About this task:
Since only the text is wanted, print every entry below exactly and omit the images.
============================================================
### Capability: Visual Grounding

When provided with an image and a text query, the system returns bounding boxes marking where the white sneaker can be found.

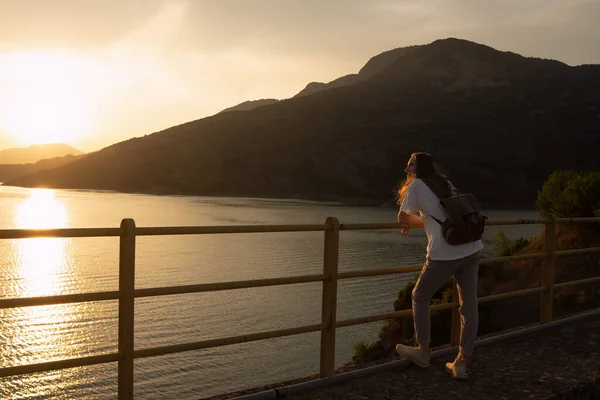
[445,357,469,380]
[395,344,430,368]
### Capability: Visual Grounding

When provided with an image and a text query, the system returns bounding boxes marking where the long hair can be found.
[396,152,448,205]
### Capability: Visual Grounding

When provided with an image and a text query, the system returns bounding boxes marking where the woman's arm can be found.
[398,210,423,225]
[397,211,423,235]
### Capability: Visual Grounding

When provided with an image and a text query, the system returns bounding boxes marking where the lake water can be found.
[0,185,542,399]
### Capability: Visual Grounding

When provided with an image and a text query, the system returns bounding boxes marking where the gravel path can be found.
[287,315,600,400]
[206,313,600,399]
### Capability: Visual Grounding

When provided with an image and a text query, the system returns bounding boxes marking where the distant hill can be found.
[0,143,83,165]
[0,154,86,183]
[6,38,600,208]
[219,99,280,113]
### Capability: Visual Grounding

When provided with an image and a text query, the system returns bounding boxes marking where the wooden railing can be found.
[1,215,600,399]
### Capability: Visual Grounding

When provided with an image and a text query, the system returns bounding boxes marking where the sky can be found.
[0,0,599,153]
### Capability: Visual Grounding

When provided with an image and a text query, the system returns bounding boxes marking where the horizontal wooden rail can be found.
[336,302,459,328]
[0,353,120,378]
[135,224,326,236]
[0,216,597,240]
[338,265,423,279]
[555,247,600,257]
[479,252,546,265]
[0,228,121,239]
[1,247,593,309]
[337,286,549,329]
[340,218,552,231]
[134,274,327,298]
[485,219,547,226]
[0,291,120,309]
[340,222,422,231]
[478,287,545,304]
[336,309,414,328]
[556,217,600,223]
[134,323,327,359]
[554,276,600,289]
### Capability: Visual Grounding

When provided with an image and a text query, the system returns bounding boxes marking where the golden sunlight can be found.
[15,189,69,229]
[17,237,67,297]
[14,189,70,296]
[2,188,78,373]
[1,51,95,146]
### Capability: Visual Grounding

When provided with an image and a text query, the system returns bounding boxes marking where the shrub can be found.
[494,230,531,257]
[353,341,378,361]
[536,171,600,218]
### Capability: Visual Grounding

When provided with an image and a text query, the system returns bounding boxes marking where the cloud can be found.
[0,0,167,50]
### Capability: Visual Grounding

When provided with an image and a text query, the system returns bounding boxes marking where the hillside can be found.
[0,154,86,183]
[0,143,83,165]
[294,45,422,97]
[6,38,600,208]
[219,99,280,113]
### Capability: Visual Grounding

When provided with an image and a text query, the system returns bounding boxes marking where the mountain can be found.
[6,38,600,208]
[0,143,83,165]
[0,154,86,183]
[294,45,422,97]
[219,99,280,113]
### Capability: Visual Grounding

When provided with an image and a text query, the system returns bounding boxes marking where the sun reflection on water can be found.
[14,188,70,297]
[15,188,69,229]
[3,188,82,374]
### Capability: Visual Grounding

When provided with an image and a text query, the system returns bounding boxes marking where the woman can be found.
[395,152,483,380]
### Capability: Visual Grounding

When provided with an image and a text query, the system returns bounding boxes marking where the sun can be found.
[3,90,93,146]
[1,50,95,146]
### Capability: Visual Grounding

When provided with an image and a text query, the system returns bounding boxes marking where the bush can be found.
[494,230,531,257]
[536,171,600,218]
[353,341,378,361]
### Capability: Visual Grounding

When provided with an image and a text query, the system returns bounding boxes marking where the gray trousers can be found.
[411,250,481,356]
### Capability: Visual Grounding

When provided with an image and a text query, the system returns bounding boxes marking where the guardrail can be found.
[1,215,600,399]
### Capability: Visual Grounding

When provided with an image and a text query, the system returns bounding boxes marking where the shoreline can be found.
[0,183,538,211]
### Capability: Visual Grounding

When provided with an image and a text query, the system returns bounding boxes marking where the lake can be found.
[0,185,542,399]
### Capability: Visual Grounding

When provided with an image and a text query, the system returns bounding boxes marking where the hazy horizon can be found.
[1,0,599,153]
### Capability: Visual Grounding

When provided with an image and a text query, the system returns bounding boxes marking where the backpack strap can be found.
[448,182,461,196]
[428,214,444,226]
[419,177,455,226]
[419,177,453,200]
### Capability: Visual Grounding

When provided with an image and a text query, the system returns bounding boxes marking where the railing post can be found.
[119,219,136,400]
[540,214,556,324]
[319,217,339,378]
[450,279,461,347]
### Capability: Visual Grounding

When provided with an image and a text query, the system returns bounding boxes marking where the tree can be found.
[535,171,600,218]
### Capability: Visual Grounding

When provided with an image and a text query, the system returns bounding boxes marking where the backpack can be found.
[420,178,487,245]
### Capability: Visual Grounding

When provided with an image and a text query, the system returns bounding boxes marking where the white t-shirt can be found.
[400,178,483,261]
============================================================
Output below:
### Capability: Visual Grounding

When provided with an image and a text query, the system returns bounding boxes marking where the white sneaker can be found.

[445,357,469,380]
[395,344,430,368]
### Capability: Visual Grounding

When provided with an image and a text query, the system returns bounding boxes marking where the long hair can be found.
[396,152,448,205]
### Capability: Visual Grounding

When provided with an image and a text query, the system returns bounding boxes marking where the woman's arm can be found.
[398,210,423,225]
[397,211,423,235]
### Capability: Visual Grounding

When provided with an image and a text query, the system returns bounding boxes marking where the lake water can be found.
[0,185,542,399]
### Capability: Visual Grounding

When provided with an image and a text query, the system returns bounding boxes marking where the gravel path can be found.
[287,315,600,400]
[206,313,600,399]
### Capability: Visual Grounding

When provided with an image and a text query, the system returns bounding boxes marking where the distant hill can be found.
[0,143,83,165]
[0,154,86,183]
[6,38,600,208]
[219,99,280,113]
### Capability: Visual Grounding

When provided with an image and a text query, the system returns bounding boxes marking where the wooden railing can be found.
[1,215,600,399]
### Capability: Visual Grounding

When provided with an image and a text query, the system returns bounding boxes marking where the sky can be found.
[0,0,599,153]
### Capability: Visual Grounding

When provided with an image and a text query, the system returns bounding boxes marking where the horizontal wooden rail can be found.
[336,302,459,328]
[0,353,120,378]
[135,224,326,236]
[0,216,597,240]
[338,265,423,279]
[555,247,600,257]
[479,252,546,265]
[0,228,121,239]
[1,247,593,309]
[337,286,549,329]
[340,218,552,231]
[134,274,327,298]
[485,219,547,226]
[0,291,120,309]
[340,222,422,231]
[478,287,545,304]
[336,309,414,328]
[556,217,600,223]
[134,323,327,359]
[554,276,600,289]
### Capability: Visual Grounding

When provided with an image and a text query, the system returns bounding boxes marking where the golden sunlight can be found.
[15,189,69,229]
[17,237,67,297]
[14,189,70,296]
[2,188,78,373]
[1,51,95,146]
### Capability: Visual Grounding

When provided with an image and a text query, the system returns bounding boxes marking where the shrub can be found.
[494,230,531,257]
[353,341,378,361]
[536,171,600,218]
### Capability: Visual Grounding

When provided with an image and a text query, the system returns bounding boxes marking where the cloud can be found.
[0,0,167,50]
### Capability: Visual Grounding

When provided with an image and a text query, the system returns bounding boxes marking where the hillside can be found.
[0,154,86,183]
[0,143,83,165]
[294,45,422,97]
[6,38,600,208]
[219,99,280,113]
### Capability: Visual Grounding

When provided with an image and a text query, the system returns bounding boxes marking where the mountain can be found.
[6,38,600,208]
[0,143,83,165]
[0,154,86,183]
[294,45,422,97]
[219,99,280,113]
### Capability: Visual Grounding

When provided with an image and a text query, the system returns bounding boxes marking where the sun reflection on water can be found.
[14,188,70,297]
[15,188,69,229]
[3,188,82,374]
### Capability: Visual Grounding

When provided with an image and a text query, the system returns bounding boxes marking where the woman can be found.
[395,152,483,380]
### Capability: Visual Grounding

When provided with an image and a text query, the system returns bounding boxes marking where the sun can be found.
[3,90,93,146]
[1,50,95,146]
### Capability: Visual Grounding

When provided with an image and a text query, the system returns bounding boxes marking where the bush can be found.
[494,230,531,257]
[536,171,600,218]
[353,341,378,361]
### Capability: Visual Grounding

When provided with an image and a text query, the system returns bounding boxes marking where the gray trousers can be found.
[411,250,481,356]
### Capability: Visual Grounding

When provided with an image and a text query, the system returns bounding boxes marking where the guardrail can be found.
[1,215,600,399]
### Capability: Visual Grounding

When provided with an image and a text query, the system returns bounding boxes marking where the shoreline can be found.
[0,183,538,211]
### Capability: Visual Grounding

When provided with an image and a text query, the system returns bounding boxes marking where the lake can be found.
[0,185,542,399]
### Capability: Visual Grounding

When provided with an image and a text query, the system returns bounding boxes marking where the hazy horizon can be found.
[1,0,599,153]
### Capability: Visual Grounding

When provided with an image and a text query, the system returns bounding boxes marking where the backpack strap can be found.
[448,182,461,196]
[428,214,444,226]
[419,177,455,226]
[419,177,453,200]
### Capability: Visual Grounding

When provided with an image and a text query, the system returns bounding boxes marking where the railing post can be found.
[119,219,136,400]
[540,214,556,324]
[319,217,339,378]
[450,279,461,347]
### Capability: Visual Grounding

When provided with an image and a text query, the system returns bounding boxes marking where the tree can be found.
[535,171,600,218]
### Capability: Visual Grounding

When provided with an image and a text query, the system returns bounding boxes marking where the backpack can be found.
[420,178,487,245]
### Capability: Visual Grounding

When provided with an image and a text query, the system returns bounding boxes marking where the white t-shirt can be found.
[400,178,483,261]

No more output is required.